---------- Dataset records ----------
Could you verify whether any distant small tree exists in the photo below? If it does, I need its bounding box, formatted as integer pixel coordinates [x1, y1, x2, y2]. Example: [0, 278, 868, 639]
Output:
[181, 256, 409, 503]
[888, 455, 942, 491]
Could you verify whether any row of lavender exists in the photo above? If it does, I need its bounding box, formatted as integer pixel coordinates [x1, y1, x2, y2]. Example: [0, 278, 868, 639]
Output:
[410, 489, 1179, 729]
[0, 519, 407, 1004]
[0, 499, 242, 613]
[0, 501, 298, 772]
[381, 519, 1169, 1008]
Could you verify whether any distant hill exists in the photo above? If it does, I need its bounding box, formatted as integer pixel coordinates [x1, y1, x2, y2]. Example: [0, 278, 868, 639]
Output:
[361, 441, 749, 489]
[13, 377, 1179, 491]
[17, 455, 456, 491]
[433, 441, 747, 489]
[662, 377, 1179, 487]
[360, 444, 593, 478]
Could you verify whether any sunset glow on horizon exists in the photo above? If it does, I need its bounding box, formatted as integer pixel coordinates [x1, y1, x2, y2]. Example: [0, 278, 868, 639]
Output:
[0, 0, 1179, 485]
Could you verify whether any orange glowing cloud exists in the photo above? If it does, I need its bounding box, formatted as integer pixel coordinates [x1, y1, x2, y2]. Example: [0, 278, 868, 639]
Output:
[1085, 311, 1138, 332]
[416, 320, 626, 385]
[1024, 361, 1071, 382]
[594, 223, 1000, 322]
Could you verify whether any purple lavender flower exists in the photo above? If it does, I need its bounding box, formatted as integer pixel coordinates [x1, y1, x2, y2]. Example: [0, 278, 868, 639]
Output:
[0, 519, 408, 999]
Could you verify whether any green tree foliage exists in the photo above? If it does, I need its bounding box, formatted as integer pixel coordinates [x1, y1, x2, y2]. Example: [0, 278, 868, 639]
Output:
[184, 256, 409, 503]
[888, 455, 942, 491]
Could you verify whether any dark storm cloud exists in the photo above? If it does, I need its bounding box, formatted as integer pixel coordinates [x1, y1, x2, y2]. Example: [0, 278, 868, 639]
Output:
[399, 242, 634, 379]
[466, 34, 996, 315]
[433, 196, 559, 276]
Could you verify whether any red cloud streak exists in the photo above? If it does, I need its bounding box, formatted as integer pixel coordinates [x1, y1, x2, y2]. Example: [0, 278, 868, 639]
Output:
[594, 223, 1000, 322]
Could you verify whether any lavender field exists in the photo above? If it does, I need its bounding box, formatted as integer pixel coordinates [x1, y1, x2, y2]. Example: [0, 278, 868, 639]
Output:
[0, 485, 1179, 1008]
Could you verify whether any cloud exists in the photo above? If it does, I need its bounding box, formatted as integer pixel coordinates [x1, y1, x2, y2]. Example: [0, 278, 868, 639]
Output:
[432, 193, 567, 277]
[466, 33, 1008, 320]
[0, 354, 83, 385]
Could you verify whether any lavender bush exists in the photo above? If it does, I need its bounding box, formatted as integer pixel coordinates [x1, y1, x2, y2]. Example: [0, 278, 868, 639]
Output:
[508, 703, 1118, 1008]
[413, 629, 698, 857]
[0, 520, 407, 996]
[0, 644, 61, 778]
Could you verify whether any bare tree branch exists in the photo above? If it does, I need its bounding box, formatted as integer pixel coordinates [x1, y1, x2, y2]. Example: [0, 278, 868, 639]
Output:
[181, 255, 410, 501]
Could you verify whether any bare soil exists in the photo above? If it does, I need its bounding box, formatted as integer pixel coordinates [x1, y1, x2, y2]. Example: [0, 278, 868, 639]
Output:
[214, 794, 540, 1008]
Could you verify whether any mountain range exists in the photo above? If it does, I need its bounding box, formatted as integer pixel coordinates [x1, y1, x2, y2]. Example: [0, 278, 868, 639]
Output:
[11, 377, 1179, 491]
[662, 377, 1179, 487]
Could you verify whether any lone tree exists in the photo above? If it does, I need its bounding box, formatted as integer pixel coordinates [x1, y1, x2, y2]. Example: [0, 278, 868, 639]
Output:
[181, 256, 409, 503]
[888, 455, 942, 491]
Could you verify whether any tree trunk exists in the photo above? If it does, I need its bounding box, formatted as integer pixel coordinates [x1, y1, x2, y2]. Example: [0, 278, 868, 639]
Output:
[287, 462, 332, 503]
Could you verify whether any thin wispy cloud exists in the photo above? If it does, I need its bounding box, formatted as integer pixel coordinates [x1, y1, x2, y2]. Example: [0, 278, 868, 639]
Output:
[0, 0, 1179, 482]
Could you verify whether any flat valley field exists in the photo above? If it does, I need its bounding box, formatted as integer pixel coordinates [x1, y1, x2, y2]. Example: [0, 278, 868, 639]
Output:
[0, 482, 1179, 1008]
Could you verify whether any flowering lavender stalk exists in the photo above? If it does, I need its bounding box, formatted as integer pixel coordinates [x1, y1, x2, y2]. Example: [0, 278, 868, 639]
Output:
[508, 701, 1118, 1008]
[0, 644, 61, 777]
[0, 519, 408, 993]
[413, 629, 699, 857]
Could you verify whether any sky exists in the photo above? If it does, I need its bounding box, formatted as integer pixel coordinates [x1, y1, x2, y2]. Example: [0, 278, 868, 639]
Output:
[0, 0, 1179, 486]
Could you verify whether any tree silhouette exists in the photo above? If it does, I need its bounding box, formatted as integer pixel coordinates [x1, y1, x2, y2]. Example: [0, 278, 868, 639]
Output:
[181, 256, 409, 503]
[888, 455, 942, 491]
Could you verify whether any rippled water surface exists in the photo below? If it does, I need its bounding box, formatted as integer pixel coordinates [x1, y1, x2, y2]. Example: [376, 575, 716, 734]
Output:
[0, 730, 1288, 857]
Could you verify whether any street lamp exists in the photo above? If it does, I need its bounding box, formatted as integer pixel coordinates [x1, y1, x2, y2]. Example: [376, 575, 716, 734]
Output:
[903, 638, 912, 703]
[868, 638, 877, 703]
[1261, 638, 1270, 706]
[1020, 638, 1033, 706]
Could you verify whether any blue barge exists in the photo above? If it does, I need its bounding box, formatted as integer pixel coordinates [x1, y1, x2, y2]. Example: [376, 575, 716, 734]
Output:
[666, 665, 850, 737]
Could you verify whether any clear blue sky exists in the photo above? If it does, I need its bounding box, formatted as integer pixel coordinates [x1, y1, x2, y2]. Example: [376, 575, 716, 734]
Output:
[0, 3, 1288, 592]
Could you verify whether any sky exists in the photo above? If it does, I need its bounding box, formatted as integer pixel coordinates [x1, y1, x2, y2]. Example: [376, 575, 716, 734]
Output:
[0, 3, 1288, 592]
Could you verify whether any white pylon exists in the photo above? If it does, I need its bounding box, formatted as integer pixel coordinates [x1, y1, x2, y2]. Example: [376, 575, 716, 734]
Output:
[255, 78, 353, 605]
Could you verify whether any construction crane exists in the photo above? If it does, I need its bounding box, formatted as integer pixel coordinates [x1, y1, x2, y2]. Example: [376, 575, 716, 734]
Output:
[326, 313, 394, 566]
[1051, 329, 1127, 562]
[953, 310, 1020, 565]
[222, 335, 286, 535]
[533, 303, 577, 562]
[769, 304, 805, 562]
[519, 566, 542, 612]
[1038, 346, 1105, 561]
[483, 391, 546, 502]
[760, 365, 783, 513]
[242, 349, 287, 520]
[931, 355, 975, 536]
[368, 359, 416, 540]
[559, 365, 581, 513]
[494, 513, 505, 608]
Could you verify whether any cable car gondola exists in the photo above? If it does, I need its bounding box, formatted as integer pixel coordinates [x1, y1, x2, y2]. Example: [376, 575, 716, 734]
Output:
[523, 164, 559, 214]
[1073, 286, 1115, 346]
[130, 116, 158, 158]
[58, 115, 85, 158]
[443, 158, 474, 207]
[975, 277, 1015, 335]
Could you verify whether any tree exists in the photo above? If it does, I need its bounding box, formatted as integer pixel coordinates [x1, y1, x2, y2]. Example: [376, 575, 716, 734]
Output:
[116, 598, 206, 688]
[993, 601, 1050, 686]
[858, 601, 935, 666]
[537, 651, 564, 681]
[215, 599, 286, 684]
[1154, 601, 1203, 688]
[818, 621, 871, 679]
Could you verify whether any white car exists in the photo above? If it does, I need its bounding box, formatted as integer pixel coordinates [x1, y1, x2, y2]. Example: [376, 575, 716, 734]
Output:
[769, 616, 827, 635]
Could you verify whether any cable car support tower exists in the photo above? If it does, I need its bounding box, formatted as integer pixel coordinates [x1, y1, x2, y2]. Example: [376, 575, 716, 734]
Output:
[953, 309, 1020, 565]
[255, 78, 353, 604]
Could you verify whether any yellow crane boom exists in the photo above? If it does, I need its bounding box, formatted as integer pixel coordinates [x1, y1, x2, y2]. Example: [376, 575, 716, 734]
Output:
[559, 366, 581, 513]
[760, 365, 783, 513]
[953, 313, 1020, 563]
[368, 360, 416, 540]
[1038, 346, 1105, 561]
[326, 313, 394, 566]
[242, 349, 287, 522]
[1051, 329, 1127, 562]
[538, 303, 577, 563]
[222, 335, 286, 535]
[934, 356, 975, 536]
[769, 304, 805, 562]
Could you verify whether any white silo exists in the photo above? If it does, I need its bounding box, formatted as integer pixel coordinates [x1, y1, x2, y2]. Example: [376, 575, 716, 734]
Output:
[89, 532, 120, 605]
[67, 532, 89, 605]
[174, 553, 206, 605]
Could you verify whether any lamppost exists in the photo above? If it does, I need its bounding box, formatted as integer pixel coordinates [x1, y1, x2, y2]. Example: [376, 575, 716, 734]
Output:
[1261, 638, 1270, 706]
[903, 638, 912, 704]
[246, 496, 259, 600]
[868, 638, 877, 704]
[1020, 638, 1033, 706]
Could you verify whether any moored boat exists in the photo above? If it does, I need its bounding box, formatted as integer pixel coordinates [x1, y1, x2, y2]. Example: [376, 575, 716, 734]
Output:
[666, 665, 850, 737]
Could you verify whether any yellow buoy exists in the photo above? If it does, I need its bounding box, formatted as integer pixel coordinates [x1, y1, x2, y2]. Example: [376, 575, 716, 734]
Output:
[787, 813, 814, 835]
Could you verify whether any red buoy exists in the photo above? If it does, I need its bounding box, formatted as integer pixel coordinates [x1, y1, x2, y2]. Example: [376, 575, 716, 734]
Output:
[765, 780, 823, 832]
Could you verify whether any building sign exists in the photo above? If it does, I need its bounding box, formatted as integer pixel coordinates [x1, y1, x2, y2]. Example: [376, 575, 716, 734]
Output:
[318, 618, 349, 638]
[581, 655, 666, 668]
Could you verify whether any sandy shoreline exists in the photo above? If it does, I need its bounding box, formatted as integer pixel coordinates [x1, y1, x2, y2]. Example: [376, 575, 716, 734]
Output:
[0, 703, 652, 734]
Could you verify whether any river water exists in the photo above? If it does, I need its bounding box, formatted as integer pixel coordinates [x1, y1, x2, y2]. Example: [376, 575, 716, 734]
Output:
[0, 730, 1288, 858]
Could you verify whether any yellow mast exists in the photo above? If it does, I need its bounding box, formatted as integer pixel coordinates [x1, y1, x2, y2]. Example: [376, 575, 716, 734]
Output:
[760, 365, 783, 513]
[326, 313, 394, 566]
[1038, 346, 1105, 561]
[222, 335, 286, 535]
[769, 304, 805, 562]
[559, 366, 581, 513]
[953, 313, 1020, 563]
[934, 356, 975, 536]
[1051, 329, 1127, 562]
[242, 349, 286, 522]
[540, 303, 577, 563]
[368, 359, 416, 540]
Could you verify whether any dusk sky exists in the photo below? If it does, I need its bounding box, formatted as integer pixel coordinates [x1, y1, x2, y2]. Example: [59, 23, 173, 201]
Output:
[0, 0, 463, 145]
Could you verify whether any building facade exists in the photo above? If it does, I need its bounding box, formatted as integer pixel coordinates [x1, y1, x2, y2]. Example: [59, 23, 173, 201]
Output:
----------
> **Task directions**
Reproduce word for word everything from the start of the entries above down to and including the line containing "[0, 519, 408, 999]".

> **Reply**
Could you verify whether any distant small tree exists in the photo below? If it does, I need its bounding box, formatted as integer pixel coordinates [x1, y1, x2, y2]. Example: [0, 278, 868, 639]
Output:
[181, 256, 409, 503]
[888, 455, 942, 491]
Could you verify whether any row of lavender exists in the photo above? If it does, I need its bounding box, formatted as integer pixel coordinates [x1, y1, x2, y2]. Example: [0, 278, 868, 639]
Output:
[410, 489, 1179, 729]
[0, 519, 407, 1004]
[0, 499, 242, 613]
[0, 501, 298, 772]
[381, 519, 1169, 1008]
Could you verify whether any distant hill exists in the photo above? If it does, I need its bounding box, formatted as integer pixel coordinates [x1, y1, x2, y2]. Example: [0, 278, 868, 639]
Output:
[361, 441, 749, 489]
[13, 377, 1179, 491]
[17, 455, 456, 491]
[433, 441, 747, 489]
[662, 377, 1179, 487]
[360, 444, 593, 478]
Could you verify whether any sunset glow on horizon exists in the photo above? If it does, I need its bounding box, formatted as integer pixel coordinates [x1, y1, x2, y2]. Example: [0, 278, 868, 639]
Output:
[0, 0, 1179, 485]
Could you verify whether any orange glowing cloud exists in the photo above? If it does, I need its bounding box, formatted as integer pixel coordinates [x1, y1, x2, y2]. Example: [0, 278, 868, 639]
Output:
[1085, 311, 1138, 332]
[416, 320, 626, 385]
[1024, 361, 1071, 382]
[594, 223, 1000, 322]
Could you verify whether any purple lavender flower exists in the photo above? If it does, I need its bounding box, formatted as integer pixel coordinates [x1, y1, x2, y2]. Example: [0, 278, 868, 639]
Output:
[0, 519, 408, 999]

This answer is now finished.